== Information shown ==
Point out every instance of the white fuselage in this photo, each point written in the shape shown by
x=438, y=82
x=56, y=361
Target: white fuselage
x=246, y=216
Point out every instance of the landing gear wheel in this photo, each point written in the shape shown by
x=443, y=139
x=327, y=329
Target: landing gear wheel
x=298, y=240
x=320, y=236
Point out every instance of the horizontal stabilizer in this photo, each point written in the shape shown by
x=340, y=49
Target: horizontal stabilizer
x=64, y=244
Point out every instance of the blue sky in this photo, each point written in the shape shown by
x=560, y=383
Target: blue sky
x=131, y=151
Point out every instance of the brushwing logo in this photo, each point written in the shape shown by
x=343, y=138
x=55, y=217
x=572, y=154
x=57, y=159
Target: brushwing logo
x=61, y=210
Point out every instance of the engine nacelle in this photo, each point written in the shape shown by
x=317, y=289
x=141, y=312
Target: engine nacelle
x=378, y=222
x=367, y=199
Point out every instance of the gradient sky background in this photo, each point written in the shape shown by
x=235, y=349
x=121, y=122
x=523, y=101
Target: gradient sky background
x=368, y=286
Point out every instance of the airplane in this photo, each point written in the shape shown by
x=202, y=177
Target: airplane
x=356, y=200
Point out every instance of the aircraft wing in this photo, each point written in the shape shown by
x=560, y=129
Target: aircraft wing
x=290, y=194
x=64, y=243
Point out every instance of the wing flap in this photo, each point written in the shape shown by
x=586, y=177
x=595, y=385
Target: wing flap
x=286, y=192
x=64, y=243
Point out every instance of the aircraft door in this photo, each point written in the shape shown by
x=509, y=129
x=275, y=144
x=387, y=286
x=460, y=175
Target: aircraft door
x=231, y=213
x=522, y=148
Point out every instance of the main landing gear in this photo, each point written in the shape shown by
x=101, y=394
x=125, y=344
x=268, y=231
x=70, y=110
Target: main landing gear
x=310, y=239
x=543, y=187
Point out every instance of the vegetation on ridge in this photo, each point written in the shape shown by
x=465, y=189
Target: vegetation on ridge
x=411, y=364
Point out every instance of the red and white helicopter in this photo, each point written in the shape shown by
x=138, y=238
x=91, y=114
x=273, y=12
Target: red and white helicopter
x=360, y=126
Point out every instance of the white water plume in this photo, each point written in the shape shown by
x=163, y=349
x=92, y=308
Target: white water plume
===
_What to do_
Among the lines above, find those with the word "plume" and list them.

_Task solution_
Point out every instance of the white water plume in this photo, each point written in the shape shown by
Target: white water plume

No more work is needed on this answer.